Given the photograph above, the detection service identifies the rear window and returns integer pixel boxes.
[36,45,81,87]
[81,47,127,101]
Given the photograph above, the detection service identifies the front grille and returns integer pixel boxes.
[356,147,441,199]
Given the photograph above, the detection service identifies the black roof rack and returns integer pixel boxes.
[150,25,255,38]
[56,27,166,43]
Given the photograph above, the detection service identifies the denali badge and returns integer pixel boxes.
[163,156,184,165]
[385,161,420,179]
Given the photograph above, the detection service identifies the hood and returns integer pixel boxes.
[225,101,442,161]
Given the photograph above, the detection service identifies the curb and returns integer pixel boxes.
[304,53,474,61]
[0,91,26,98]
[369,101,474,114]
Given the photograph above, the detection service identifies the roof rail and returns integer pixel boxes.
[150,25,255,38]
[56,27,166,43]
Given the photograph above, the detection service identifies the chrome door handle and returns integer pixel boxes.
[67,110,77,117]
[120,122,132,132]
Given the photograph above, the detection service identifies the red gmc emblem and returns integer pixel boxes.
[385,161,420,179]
══════
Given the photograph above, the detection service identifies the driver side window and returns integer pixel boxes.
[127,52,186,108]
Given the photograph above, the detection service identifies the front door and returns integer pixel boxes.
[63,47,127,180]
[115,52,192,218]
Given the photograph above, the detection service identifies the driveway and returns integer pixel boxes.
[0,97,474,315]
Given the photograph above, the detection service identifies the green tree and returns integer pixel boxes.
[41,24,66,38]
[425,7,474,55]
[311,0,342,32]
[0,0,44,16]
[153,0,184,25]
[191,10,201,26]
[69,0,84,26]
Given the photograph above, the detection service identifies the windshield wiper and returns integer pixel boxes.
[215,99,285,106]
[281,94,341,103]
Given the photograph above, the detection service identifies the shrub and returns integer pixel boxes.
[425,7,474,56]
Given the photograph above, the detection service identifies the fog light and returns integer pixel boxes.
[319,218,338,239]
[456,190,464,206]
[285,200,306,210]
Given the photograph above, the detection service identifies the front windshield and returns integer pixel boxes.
══════
What is asked =>
Give everything in the data above, from the line containing "rear window and returns integer pixel boxes." down to the line containing "[356,147,441,199]", as a JSON list of strings with one string per line and no blank lines.

Finished task =>
[
  "Given the photograph above, the detection service identifies the rear window and returns integer pixel boxes.",
  "[36,45,81,87]",
  "[81,47,127,101]",
  "Given the photograph above, the detection service identifies the front grille and returns integer pixel boxes.",
  "[356,147,441,199]"
]